• **What you have to do**
Repeat word for word the part of the neighbors and family blog passage between "Beyond that, the" and "- for them.", inclusive.

The most common form of dilemma usually involves kids. What do you do when your neighbors' kids are bullying on one of yours? How do you feel when your son's best friend likes to watch violent movies you'd rather not expose him to? What's your reaction when your friends' daughter when she purposely pours water all over your newly cleaned rabbit cage, just to see your reaction? (Yes, that one actually happened).
Beyond that, the most common areas of agree-to-disagreement: junk piling up in the driveway, neighborhood dues collections, and whether certain kinds of [women's] outfits are suitable for beit knesset. Other issues involve the personal, or maybe, personality. Still others are, well... I don't want to know. In a small community, you learn that when in doubt, keeping your mouth shut might be the best option.
Like all others, our community has had its share of sorrows. Also of celebrations. And all of them have felt like community sorrows, and community celebrations. Since regardless of everything, if you really need something, you know that these people will always be there for you, as you've been - and will be - for them.
Maybe some of the strongest ties are not necessarily based on agreeing, but rather, on agreeing to disagree. I imagine we're not the only ones...
Keep the balance,
Monday, July 14, 2008
The reality: when do I ever have time for things like this? I'll tell you when: when I'm waiting for my car to have its guts oiled and realigned. On any given morning there is no cafe, no lazy breakfast that I've paid someone else to prepare -- it's just work, work, work, then rush home for the second shift: talk and play with the kids, visit a neighbor, prepare supper (maybe fitting a blog post - or part of one - in there somewhere), tidy up the house a bit, and maybe make a couple of phone calls while stuffing the dishes into the dishwasher. All while thinking, Thank G-d for the dishwasher.
(And since it's summer, convincing the kids it's time for bed can take, well, 45 minutes on a good day. "But Mommy, the sun is still out, it's not time for bed yet!" I'm tired. I still have twelve things to do this evening. It's time for you to go to bed).
My friend S calls it her fear of limited energy. All mothers know to keep some spare, but what happens when we have some timely project to finish and we forget to budget our energy for the rest of the day? Or we had a particularly stressful or emotional day at work (it can happen)? Or we've been letting "The List" (read: laundry / dishes / phone calls / paying the bills / helping with a school project / cleaning the litter box-fish tank-hamster cage) run way over board, for way too long? The day still has hours remaining, but you, my dear, do not. Then what?
One of my neighbors (name withheld to protect the innocent) once confided in me, in a hushed voice, that she actually lets her kids have cereal for supper once a week.
I was astonished, not by her "admission," but by the fact that she saw it as such.

• **Data**
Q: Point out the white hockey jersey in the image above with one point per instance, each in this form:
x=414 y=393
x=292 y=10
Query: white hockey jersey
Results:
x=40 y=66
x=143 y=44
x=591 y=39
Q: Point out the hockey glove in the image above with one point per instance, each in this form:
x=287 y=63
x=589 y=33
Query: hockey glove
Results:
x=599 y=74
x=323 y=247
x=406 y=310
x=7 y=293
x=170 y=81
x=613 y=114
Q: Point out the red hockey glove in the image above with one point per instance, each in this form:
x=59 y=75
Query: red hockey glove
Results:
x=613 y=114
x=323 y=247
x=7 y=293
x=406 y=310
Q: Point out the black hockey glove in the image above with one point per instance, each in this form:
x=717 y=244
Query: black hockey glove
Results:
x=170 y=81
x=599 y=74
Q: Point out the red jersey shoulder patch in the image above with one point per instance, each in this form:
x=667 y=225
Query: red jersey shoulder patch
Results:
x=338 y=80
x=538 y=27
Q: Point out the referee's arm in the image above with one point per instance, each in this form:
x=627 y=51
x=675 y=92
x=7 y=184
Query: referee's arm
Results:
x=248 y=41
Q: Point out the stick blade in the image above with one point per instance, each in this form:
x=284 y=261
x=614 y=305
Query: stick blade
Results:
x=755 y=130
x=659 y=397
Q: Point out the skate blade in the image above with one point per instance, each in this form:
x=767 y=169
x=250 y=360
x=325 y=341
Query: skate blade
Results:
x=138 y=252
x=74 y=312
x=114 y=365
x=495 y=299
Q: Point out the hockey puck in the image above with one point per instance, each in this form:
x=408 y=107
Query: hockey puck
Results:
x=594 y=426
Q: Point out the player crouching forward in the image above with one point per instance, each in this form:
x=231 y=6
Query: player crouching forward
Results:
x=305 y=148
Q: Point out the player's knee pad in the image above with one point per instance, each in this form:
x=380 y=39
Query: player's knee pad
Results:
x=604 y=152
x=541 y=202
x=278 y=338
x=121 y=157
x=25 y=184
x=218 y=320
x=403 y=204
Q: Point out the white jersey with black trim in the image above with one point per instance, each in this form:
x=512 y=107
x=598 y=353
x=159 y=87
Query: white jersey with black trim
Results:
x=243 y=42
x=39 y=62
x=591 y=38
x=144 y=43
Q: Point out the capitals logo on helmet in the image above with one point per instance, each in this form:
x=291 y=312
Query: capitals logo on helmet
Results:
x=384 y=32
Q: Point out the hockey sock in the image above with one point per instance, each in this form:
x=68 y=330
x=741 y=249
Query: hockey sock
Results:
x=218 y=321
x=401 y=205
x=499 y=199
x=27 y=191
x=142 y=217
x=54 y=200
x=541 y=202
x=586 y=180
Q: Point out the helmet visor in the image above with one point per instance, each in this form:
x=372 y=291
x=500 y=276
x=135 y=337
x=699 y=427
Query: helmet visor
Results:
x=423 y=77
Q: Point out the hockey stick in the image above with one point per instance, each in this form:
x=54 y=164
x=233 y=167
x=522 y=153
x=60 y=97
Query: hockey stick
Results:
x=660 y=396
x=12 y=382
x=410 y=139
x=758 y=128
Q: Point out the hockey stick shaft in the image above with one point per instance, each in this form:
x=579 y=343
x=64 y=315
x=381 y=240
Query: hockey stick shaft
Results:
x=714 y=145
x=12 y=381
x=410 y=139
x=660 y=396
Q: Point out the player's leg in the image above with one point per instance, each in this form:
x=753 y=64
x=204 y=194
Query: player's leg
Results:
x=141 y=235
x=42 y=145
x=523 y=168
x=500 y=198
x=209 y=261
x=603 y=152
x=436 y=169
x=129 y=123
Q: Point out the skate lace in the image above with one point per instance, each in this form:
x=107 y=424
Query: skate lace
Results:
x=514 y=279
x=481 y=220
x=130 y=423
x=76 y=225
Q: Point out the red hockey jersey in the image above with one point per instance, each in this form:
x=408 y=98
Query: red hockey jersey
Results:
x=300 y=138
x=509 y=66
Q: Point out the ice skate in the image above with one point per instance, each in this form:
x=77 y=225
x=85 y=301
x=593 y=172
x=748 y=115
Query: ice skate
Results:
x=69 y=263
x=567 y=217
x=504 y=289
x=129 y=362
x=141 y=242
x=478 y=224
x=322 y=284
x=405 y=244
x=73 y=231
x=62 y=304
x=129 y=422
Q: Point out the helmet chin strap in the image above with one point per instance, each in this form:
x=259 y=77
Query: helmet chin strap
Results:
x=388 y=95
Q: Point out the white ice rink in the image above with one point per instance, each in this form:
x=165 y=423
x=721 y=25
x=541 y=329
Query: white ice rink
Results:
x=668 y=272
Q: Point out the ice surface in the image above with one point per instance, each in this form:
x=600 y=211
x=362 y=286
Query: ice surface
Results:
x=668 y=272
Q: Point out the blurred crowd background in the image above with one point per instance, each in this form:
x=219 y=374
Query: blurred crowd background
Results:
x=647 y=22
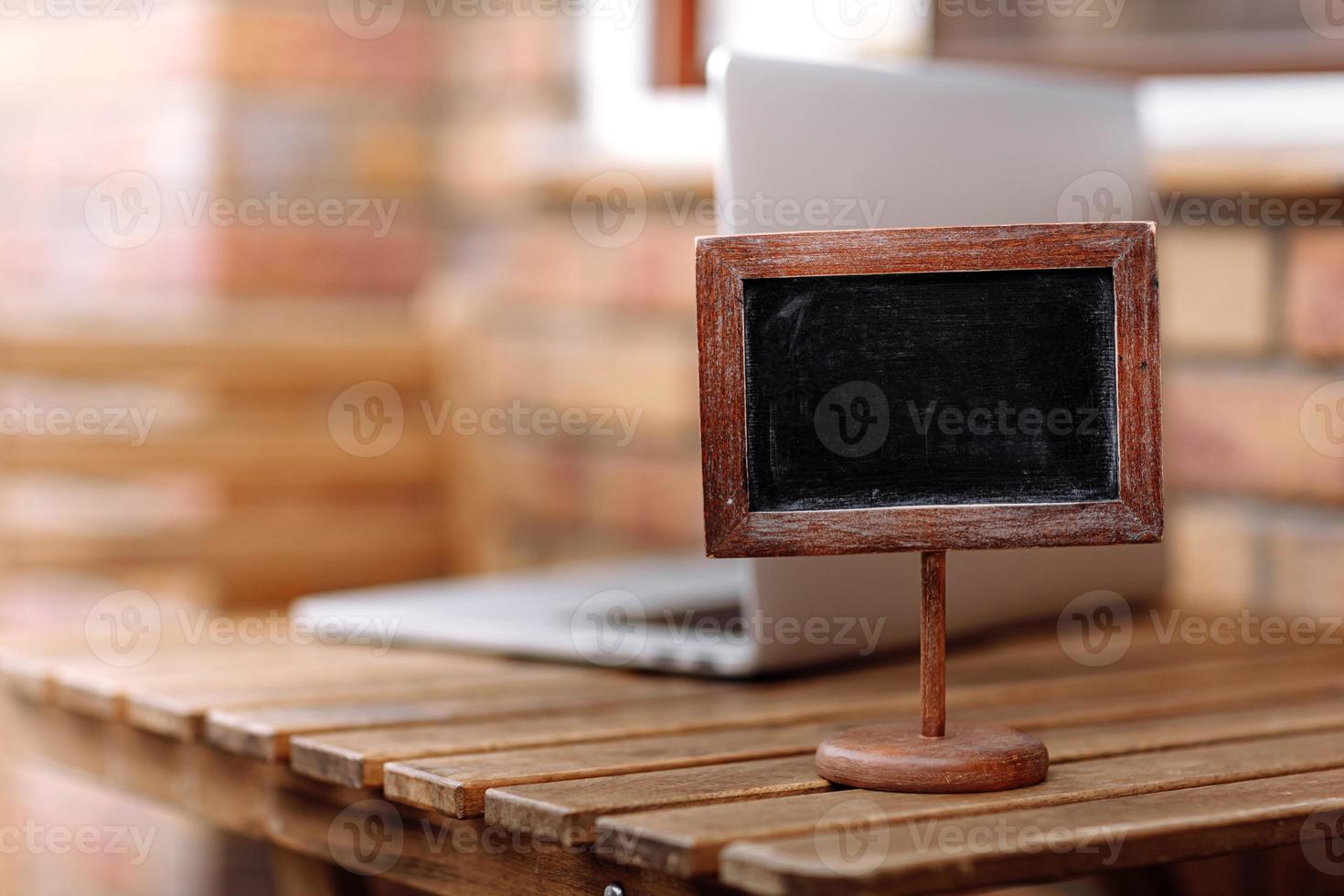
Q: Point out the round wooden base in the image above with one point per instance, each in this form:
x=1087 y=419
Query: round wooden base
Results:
x=969 y=759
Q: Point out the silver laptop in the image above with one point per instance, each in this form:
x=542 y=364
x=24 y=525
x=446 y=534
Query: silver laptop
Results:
x=809 y=146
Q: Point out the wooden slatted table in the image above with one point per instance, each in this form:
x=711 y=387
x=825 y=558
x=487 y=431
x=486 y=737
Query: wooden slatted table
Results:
x=459 y=774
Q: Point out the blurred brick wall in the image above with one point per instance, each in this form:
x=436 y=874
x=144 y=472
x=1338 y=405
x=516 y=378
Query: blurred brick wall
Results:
x=1253 y=323
x=538 y=311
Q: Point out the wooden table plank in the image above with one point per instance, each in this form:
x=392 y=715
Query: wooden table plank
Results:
x=984 y=850
x=266 y=732
x=91 y=689
x=569 y=809
x=457 y=784
x=357 y=758
x=687 y=841
x=182 y=712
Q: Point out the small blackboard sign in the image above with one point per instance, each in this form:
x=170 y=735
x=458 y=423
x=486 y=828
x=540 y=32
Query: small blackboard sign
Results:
x=934 y=389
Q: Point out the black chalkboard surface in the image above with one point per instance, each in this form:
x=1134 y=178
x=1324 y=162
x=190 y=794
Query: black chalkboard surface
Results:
x=934 y=389
x=930 y=389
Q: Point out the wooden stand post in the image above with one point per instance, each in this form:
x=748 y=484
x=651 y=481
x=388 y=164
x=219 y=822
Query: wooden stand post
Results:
x=933 y=644
x=935 y=758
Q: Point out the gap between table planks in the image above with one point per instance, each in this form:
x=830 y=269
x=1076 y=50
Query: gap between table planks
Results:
x=1126 y=830
x=687 y=841
x=357 y=758
x=568 y=810
x=457 y=784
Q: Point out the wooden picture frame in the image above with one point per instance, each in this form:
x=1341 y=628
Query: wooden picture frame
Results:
x=732 y=528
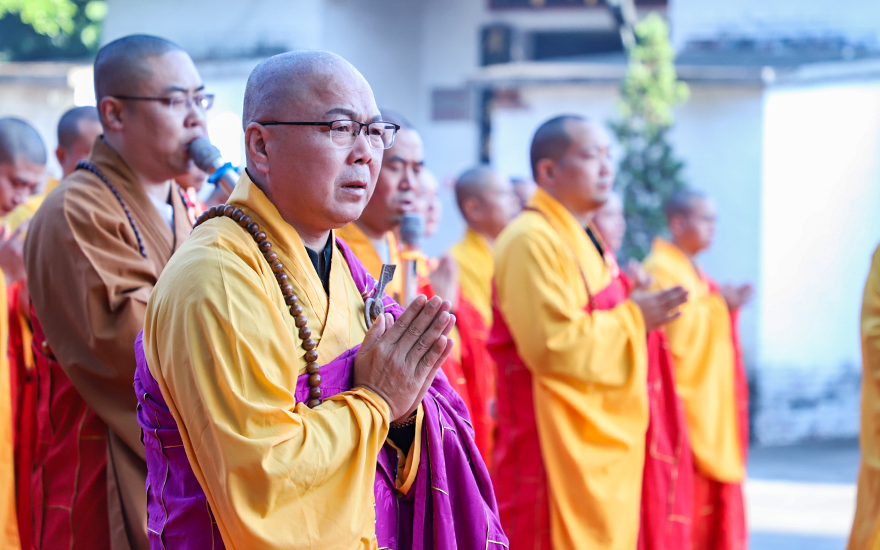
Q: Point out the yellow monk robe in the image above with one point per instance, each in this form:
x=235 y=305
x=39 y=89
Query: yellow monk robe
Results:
x=475 y=267
x=273 y=470
x=589 y=375
x=366 y=252
x=704 y=361
x=866 y=526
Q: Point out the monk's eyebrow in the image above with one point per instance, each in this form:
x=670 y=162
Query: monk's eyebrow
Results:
x=351 y=114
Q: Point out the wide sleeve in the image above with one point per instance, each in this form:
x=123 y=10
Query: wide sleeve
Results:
x=276 y=473
x=541 y=297
x=89 y=286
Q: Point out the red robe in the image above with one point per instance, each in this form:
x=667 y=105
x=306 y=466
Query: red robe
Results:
x=71 y=469
x=24 y=394
x=719 y=508
x=520 y=479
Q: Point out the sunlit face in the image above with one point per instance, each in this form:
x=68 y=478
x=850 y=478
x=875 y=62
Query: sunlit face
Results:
x=429 y=205
x=18 y=180
x=314 y=183
x=498 y=204
x=88 y=131
x=152 y=130
x=584 y=175
x=398 y=184
x=695 y=231
x=611 y=223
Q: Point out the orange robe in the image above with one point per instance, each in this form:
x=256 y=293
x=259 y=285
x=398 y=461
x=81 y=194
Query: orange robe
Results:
x=572 y=388
x=23 y=378
x=89 y=285
x=474 y=313
x=9 y=537
x=710 y=378
x=363 y=248
x=866 y=526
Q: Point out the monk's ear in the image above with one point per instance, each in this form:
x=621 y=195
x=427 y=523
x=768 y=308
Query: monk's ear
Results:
x=110 y=109
x=255 y=143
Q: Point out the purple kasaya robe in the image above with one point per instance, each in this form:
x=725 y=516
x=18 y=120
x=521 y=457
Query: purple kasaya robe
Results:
x=450 y=505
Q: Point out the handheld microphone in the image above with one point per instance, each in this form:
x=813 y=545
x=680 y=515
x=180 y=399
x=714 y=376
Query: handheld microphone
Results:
x=209 y=160
x=412 y=230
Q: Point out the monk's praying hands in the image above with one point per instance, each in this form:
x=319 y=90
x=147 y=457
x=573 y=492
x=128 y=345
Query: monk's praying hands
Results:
x=398 y=360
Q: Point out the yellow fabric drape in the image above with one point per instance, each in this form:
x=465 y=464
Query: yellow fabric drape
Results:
x=704 y=362
x=226 y=353
x=589 y=375
x=475 y=268
x=866 y=526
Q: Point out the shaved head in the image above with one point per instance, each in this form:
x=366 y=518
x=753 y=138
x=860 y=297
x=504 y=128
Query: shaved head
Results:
x=121 y=66
x=316 y=183
x=70 y=127
x=20 y=140
x=282 y=81
x=474 y=183
x=681 y=203
x=552 y=140
x=486 y=200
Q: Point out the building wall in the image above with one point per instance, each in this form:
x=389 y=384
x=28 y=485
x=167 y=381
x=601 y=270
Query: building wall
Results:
x=856 y=20
x=820 y=201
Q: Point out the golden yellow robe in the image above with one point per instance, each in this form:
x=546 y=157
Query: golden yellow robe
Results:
x=276 y=473
x=475 y=269
x=589 y=375
x=363 y=248
x=704 y=362
x=866 y=526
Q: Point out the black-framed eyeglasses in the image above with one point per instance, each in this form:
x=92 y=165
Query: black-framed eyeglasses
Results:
x=177 y=102
x=380 y=135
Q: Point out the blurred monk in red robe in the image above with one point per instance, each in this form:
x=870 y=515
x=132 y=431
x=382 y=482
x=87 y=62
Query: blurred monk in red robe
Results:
x=487 y=203
x=709 y=372
x=667 y=485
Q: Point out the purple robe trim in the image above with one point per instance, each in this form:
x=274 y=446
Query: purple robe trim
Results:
x=450 y=505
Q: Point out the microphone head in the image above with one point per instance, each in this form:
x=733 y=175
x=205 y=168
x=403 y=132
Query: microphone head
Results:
x=204 y=154
x=412 y=229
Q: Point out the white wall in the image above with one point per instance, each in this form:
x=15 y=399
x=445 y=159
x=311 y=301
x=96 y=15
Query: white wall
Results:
x=718 y=135
x=819 y=227
x=857 y=20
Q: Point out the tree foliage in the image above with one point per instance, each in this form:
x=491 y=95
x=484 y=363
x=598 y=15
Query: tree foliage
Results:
x=649 y=170
x=49 y=29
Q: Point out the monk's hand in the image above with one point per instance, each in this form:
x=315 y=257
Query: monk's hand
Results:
x=737 y=296
x=444 y=279
x=658 y=308
x=398 y=361
x=12 y=253
x=637 y=274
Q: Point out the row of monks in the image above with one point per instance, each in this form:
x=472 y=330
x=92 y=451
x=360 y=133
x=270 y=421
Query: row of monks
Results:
x=239 y=372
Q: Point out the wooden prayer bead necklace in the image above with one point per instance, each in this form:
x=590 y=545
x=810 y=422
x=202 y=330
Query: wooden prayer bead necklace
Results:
x=308 y=344
x=86 y=165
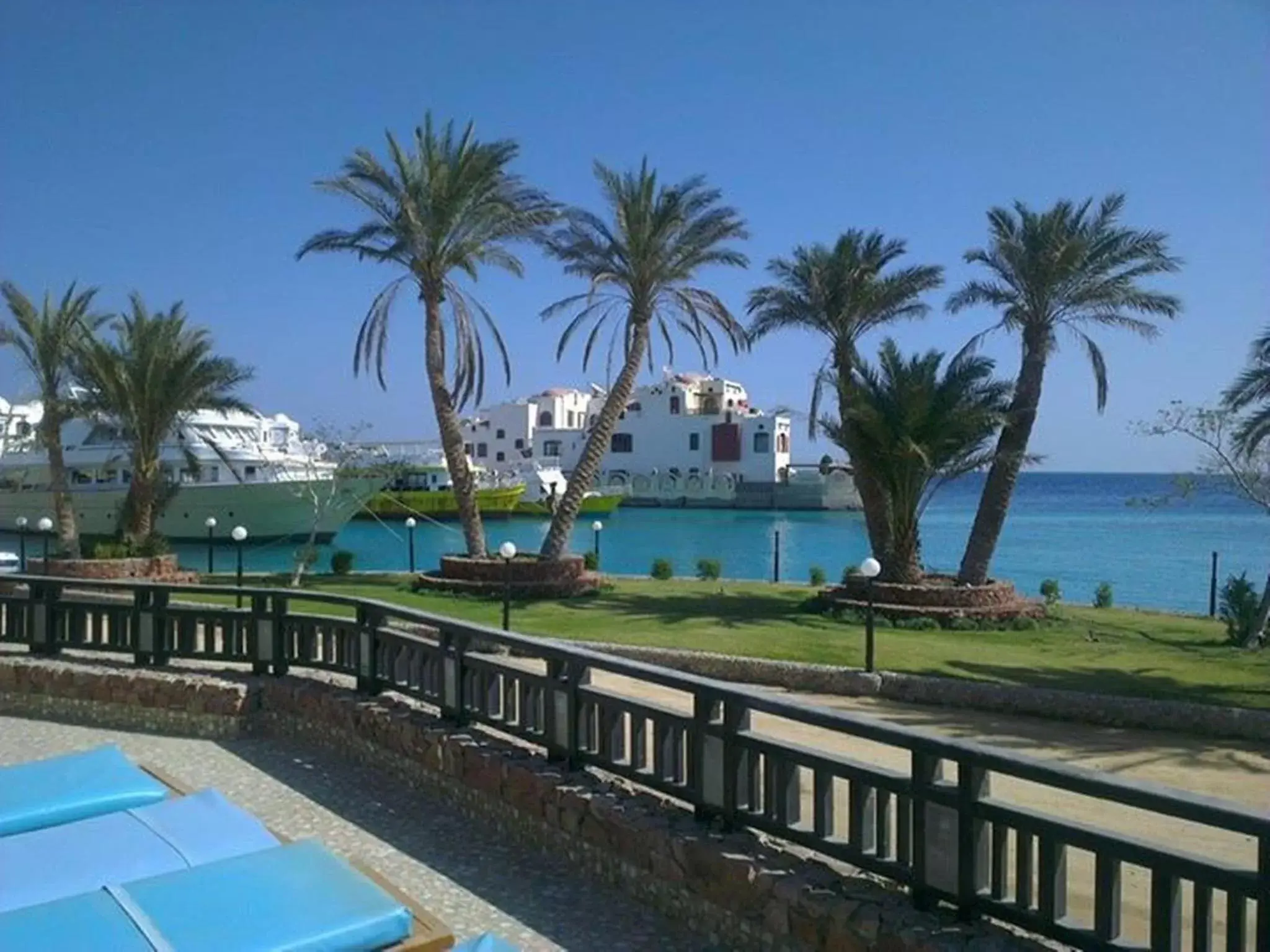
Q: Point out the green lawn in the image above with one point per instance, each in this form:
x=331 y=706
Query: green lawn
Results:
x=1113 y=651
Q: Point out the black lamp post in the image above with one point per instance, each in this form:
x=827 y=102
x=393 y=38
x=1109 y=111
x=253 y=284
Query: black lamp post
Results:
x=211 y=545
x=46 y=528
x=22 y=544
x=239 y=536
x=869 y=568
x=508 y=551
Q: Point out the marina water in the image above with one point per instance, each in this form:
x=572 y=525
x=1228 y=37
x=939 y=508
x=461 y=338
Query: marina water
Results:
x=1080 y=528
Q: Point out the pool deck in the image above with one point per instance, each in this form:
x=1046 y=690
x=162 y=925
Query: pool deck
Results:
x=468 y=876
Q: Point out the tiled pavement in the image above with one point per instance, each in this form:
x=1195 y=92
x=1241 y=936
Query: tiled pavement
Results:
x=469 y=876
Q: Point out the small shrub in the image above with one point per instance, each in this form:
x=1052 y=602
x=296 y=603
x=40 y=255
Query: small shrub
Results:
x=1103 y=596
x=1238 y=609
x=920 y=624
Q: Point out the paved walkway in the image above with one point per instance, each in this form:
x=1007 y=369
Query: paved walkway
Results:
x=469 y=876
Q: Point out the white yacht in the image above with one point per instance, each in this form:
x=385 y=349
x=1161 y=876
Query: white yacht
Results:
x=241 y=469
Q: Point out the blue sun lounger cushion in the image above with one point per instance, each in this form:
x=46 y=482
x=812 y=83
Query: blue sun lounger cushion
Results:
x=298 y=897
x=130 y=844
x=71 y=787
x=489 y=942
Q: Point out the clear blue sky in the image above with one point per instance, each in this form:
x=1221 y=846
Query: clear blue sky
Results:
x=171 y=148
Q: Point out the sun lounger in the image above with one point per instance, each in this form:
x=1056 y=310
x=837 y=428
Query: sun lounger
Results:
x=73 y=787
x=489 y=942
x=130 y=844
x=296 y=896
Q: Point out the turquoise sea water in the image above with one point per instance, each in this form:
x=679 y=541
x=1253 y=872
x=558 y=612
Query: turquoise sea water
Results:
x=1076 y=527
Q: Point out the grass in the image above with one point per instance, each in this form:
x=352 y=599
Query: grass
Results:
x=1112 y=651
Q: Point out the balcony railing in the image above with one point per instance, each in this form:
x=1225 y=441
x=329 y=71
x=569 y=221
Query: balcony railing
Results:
x=936 y=827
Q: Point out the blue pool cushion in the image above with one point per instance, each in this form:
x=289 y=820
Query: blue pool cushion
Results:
x=298 y=897
x=78 y=857
x=489 y=942
x=73 y=787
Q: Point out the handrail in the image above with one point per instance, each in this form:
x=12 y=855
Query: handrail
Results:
x=978 y=853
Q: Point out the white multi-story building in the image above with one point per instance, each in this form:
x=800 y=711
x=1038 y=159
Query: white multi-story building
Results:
x=690 y=439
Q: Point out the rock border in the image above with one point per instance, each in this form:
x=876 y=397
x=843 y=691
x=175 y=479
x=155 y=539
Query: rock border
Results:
x=742 y=890
x=1050 y=703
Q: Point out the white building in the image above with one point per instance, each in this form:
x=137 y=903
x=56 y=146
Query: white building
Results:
x=690 y=439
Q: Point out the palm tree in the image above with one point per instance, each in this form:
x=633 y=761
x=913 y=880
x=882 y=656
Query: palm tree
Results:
x=46 y=340
x=641 y=266
x=159 y=369
x=915 y=430
x=445 y=208
x=1251 y=390
x=1065 y=270
x=841 y=294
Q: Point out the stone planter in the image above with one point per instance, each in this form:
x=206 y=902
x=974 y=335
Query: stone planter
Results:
x=164 y=568
x=936 y=597
x=530 y=576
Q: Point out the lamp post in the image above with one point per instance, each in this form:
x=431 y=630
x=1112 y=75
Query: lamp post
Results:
x=46 y=528
x=869 y=568
x=239 y=536
x=211 y=528
x=508 y=551
x=409 y=524
x=22 y=544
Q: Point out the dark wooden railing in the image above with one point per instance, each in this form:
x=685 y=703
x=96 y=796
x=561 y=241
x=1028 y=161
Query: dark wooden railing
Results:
x=935 y=827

• **Reply**
Beyond that, the most common areas of agree-to-disagreement: junk piling up in the driveway, neighborhood dues collections, and whether certain kinds of [women's] outfits are suitable for beit knesset. Other issues involve the personal, or maybe, personality. Still others are, well... I don't want to know. In a small community, you learn that when in doubt, keeping your mouth shut might be the best option.
Like all others, our community has had its share of sorrows. Also of celebrations. And all of them have felt like community sorrows, and community celebrations. Since regardless of everything, if you really need something, you know that these people will always be there for you, as you've been - and will be - for them.